▶ _Required actions_
1) In the forum post about an employer requesting overtime payback, which state does the question apply to?
2) In the forum post about an employer requesting overtime payback, what reason did the employer's letter give for why the overtime had to be paid back? Answer in one to three sentences.
3) Continue the forum post about an employer requesting overtime payback from where it stops.
----- Source extract
Overtime payback requested by employer

Hello, I have searched through the forums below with no luck to my current situation, I am hoping someone can shed some light on this.

I work for a IT consulting firm as a hourly project manager that does payroll and medicall processing for a fortune 500 company, my questions is I recently received a letter indicating a audit on there part and that the overtime I received must be paid back due to them having a certain agreement with the existing company I consult for, I have never signed anything indicating this during my onboarding process, I have always been paid overtime, is this a tactic used to ask for money in todays economy, I believe this is illegal practice, I am being told that if I dont respond soon they will put me on collection, I am still currently employed with them, what do I do, any insight would be extremly helpfull.

Thank You

1 answer  |  asked Feb 25, 2009 10:06 AM [EST]  |  applies to New York

Answers (1)
----------
----- Excerpted data
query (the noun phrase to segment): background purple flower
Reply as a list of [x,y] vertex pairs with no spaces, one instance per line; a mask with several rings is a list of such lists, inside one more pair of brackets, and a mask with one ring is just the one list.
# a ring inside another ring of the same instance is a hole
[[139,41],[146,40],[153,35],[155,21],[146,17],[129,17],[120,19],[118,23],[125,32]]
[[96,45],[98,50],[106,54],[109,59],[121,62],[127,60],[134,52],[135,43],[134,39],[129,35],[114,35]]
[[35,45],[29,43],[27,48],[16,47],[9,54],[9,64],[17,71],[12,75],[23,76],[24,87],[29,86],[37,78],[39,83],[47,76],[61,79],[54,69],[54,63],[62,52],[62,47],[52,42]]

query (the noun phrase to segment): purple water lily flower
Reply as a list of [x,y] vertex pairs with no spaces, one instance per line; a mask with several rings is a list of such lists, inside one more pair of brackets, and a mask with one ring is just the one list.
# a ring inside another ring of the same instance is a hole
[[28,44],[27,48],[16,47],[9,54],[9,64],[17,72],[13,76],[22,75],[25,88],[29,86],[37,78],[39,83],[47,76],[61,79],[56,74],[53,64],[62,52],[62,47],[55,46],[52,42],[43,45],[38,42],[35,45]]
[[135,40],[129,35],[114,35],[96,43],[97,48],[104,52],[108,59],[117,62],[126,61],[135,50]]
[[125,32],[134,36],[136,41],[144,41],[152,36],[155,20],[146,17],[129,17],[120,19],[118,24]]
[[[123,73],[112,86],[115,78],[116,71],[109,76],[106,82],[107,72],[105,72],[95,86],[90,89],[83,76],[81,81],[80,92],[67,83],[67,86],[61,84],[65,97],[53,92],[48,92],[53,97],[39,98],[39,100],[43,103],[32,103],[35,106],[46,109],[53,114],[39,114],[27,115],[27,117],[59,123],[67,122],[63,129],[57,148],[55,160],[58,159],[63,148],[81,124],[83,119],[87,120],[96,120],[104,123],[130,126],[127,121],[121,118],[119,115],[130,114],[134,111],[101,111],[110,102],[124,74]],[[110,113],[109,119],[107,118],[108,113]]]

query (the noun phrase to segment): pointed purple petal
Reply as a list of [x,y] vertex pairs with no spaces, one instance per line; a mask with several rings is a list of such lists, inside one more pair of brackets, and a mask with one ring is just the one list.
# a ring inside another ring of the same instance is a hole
----------
----- Excerpted data
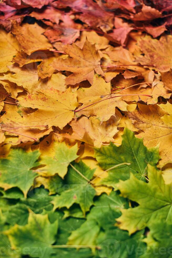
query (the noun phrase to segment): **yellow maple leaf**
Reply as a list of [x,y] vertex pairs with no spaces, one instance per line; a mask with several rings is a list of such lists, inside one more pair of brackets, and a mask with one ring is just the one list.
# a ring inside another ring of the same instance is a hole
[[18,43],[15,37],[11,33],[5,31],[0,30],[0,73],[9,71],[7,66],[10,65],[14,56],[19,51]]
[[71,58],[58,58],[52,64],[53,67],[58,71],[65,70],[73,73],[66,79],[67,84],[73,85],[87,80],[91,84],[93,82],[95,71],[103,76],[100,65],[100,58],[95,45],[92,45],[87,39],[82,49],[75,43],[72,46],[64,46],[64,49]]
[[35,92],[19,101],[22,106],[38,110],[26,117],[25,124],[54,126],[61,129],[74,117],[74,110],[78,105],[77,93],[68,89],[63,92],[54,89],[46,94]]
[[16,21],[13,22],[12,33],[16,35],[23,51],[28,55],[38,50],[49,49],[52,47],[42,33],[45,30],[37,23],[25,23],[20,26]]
----------
----- Excerpted data
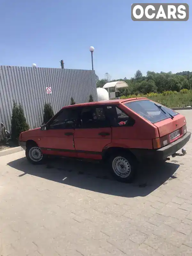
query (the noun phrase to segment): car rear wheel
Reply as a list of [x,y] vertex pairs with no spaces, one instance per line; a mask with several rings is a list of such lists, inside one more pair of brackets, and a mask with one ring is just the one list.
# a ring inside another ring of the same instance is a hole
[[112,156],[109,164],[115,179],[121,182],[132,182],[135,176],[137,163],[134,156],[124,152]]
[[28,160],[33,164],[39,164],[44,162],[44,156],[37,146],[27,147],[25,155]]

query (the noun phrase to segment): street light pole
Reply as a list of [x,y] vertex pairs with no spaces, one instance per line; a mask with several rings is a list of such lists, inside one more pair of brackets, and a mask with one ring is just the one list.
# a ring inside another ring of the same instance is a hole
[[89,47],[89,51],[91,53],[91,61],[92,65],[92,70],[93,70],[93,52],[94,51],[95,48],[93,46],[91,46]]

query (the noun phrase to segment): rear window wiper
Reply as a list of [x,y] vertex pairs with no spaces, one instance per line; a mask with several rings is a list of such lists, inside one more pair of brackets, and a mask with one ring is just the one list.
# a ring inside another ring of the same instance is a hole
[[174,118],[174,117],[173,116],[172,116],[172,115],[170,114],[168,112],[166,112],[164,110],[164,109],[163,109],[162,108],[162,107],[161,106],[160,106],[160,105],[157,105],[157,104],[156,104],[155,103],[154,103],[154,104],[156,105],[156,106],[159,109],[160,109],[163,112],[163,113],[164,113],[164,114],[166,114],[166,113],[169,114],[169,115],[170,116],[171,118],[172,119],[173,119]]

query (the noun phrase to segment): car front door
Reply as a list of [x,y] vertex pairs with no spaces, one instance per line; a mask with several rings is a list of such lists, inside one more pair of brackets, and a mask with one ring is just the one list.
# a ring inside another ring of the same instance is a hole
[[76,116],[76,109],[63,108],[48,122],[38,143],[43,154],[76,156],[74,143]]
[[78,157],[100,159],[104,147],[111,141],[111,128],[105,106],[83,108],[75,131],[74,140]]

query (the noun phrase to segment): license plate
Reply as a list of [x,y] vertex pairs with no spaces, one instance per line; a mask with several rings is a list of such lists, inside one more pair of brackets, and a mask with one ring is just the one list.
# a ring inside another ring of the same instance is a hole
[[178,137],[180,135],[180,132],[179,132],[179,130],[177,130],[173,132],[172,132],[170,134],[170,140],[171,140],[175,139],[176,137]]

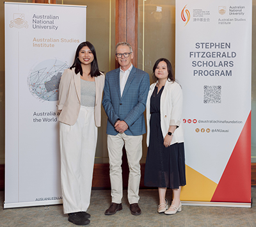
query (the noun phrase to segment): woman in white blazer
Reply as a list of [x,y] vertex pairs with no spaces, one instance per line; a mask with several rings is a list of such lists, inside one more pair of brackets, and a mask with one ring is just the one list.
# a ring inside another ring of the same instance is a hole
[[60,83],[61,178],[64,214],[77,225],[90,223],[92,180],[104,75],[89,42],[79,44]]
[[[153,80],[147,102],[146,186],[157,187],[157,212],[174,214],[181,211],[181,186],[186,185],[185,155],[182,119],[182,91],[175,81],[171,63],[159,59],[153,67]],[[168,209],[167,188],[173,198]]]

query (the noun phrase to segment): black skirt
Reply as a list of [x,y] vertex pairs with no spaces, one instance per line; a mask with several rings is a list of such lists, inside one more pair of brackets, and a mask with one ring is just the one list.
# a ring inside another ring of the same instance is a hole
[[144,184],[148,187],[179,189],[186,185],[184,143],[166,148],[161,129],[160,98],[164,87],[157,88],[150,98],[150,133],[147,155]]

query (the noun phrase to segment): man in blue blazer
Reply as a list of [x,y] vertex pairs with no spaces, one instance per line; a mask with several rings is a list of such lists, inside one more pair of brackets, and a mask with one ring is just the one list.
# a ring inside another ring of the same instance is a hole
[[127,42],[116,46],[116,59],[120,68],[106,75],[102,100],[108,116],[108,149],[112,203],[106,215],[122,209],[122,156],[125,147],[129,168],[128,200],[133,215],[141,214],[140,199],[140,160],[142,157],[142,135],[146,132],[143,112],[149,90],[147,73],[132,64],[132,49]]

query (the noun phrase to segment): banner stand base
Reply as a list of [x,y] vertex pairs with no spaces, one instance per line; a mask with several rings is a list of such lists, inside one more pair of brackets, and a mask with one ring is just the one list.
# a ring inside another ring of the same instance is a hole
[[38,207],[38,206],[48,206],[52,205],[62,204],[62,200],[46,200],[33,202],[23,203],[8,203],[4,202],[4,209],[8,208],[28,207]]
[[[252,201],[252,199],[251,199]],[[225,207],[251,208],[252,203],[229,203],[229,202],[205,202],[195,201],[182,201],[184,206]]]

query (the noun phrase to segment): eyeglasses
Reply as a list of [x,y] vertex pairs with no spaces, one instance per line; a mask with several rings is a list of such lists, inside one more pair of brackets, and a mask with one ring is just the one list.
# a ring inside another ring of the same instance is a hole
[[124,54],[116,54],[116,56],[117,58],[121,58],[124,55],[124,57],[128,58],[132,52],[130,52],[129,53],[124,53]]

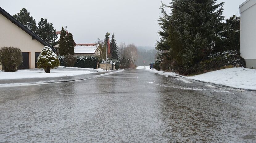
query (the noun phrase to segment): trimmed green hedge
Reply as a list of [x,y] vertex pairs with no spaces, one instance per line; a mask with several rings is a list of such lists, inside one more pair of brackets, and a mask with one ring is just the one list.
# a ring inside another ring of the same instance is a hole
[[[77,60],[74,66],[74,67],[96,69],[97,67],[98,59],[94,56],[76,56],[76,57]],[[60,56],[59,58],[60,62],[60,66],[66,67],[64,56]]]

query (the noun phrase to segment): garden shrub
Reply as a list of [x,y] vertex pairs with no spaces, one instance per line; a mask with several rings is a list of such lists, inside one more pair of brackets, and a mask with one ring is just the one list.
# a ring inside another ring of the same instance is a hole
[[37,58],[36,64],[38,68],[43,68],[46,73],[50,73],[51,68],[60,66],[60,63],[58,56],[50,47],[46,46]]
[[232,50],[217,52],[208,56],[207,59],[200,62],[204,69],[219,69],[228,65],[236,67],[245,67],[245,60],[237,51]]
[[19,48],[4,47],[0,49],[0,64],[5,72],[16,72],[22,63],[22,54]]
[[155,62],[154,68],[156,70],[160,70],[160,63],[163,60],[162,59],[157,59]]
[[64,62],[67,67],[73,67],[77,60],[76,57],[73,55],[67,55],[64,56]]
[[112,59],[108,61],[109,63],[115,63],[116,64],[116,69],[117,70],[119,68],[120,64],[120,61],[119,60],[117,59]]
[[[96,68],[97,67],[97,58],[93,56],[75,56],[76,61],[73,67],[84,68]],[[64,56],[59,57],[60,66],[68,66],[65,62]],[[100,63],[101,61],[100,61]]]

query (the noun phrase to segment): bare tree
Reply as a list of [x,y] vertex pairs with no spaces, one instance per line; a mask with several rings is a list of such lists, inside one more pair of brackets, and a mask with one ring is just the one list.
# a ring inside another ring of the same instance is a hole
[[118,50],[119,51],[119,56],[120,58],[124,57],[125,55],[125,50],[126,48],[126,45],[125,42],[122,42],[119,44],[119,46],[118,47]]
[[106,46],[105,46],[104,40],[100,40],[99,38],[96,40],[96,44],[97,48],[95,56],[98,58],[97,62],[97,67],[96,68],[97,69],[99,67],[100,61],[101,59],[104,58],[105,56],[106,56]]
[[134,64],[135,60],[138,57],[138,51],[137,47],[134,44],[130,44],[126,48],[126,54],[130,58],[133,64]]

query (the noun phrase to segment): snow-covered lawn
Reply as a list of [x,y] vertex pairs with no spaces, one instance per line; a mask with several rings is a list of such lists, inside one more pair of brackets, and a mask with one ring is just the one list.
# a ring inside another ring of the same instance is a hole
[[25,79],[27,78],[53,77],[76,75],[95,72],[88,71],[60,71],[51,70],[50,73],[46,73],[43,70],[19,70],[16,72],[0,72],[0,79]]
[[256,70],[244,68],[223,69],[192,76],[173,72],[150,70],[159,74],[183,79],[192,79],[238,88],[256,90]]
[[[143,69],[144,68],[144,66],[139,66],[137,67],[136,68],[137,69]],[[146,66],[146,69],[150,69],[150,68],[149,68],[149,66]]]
----------
▶ _Answers below_
1) New York

2) The letter said the employer had done an audit. It said the overtime had to be repaid because the employer has a certain agreement with the company the poster consults for.

3)
David M. Lira
Employer Claims Overpayment

An employer cannot make the payment of wages contingent on its receipt of revenues from a customer. So, even if a later audit shows that a customer overpaid for somthing, that has no effect on the wages paid to employees. This, of course, assumes that employees properly reported their hours.

Sometimes, an employer might overpay an employee by mistake. The employee is not entitled to keep the overpayment. However, unless the employee voluntarily consent to it, the employer is not free to simply deduct the overpayment from subsequent paychecks. If an employee refuses to pay back the overpayment, the employer would be free to terminate the employee and sue the employee for the amount overpaid.